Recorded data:

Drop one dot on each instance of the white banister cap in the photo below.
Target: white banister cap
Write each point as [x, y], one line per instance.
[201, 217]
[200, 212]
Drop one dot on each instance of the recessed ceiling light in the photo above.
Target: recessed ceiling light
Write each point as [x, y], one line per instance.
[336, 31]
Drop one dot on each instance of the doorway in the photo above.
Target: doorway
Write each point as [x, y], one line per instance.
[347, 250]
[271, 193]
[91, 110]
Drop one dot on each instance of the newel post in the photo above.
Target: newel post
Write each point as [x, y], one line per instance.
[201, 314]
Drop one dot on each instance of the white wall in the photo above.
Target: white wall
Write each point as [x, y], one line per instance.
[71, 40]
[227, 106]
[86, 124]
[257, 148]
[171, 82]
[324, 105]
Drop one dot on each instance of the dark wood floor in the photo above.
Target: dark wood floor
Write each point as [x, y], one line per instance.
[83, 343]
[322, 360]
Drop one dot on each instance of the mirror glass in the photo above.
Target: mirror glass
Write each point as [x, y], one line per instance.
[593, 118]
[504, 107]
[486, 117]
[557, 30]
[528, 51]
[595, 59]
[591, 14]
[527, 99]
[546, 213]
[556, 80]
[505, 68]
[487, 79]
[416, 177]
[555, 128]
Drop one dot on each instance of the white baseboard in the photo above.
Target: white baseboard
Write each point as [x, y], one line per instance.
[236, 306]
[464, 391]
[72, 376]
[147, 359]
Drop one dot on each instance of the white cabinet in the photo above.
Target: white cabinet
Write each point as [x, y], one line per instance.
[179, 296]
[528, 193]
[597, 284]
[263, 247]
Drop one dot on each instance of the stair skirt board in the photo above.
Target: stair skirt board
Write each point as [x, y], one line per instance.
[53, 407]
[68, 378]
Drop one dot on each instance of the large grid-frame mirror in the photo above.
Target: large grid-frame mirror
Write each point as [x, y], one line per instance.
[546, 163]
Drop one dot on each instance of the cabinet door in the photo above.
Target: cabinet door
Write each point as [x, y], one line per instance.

- WORK INSTRUCTIONS
Output the lines above exactly, but only those between the line holding "Target: recessed ceiling light" and the line holding "Target: newel post", inclusive.

- ANSWER
Target: recessed ceiling light
Write each point as [x, y], one line per instance.
[336, 31]
Drop one dot on each instance of the doorway in the photo above.
Target: doorway
Write each point as [x, y], one line per instance.
[347, 250]
[271, 193]
[91, 110]
Drop one dot on each instance of the newel post in the photo above.
Target: newel post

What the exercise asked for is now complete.